━━━━━ Excerpt to read
Yvette: Hello Everyone, and welcome to episode 3 of The Equalizer. My name is Yvette and I am joined by my colleague and friend Nayantara. Nayantara and I are completing our Master’s in Public Policy at McGill University’s Max Bell School of Public Policy. Max Bell School has supported us throughout the production of this podcast, helping us engage in important conversations with policy experts, civil society leaders, and other professionals on creating policy solutions that empower, humanize, and better bridge the gap between expectations and reality. 

In this episode, we have Alex Neve. Alex has dedicated his life advocating for human rights as a litigator, activist, teacher, and the Secretary General of Amnesty International Canada. He is committed to building a world in which the human rights of all people are protected, demanding nothing less from governments, world leaders, and society at large. From carrying out various human rights research missions throughout the world to speaking to various audiences about human rights issues, and serving as a member of the Immigration and Refugee Board, Alex has worn many hats. Glad to have you here.  

Nayantara: Hello Alex, and yes, as Yvette said we are very happy to have you here with us today.  

Questions 

  1. Nayantara: To start, can you please share with us some of the work you have done to advocate for Human Rights.
━━━━━━━━━━
━━━━━ Raw data
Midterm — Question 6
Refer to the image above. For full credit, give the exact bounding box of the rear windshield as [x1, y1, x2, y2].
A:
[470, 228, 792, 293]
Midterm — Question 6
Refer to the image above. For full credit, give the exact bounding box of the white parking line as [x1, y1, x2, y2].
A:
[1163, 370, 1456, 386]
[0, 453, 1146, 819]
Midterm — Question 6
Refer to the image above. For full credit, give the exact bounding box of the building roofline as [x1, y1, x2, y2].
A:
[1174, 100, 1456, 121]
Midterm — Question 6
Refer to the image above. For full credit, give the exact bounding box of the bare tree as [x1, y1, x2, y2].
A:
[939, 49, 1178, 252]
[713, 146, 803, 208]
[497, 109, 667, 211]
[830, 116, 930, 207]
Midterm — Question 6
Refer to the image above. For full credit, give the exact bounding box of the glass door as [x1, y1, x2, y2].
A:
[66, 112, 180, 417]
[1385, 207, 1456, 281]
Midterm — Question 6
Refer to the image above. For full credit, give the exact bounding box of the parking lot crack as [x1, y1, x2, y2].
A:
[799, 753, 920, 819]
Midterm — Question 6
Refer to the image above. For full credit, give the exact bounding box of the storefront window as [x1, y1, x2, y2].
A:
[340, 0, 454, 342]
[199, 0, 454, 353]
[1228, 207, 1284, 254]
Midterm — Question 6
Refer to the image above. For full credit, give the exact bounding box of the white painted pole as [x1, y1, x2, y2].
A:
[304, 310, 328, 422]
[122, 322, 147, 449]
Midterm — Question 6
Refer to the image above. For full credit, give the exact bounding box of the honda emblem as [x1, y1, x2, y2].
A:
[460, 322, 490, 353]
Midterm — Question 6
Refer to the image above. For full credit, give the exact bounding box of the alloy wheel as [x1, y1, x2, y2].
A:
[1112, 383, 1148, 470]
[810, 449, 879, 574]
━━━━━━━━━━
━━━━━ Raw data
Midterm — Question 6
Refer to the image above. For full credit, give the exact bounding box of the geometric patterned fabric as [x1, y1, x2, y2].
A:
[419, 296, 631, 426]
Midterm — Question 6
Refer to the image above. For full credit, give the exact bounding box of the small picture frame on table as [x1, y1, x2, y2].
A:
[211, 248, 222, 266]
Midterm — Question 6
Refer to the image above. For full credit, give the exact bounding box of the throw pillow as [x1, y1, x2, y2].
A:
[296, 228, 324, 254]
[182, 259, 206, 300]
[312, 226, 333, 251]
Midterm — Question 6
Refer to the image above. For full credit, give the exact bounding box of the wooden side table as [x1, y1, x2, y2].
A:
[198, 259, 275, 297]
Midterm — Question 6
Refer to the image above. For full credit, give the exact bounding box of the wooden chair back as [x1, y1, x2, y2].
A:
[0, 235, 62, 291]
━━━━━━━━━━
━━━━━ Raw data
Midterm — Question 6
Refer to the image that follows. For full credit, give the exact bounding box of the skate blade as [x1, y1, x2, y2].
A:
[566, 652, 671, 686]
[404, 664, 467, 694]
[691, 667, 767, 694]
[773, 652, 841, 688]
━━━━━━━━━━
From the podcast transcript, extract the passage between "Nayantara: Hello Alex, and" and "for Human Rights.", inclusive.

Nayantara: Hello Alex, and yes, as Yvette said we are very happy to have you here with us today.  

Questions 

  1. Nayantara: To start, can you please share with us some of the work you have done to advocate for Human Rights.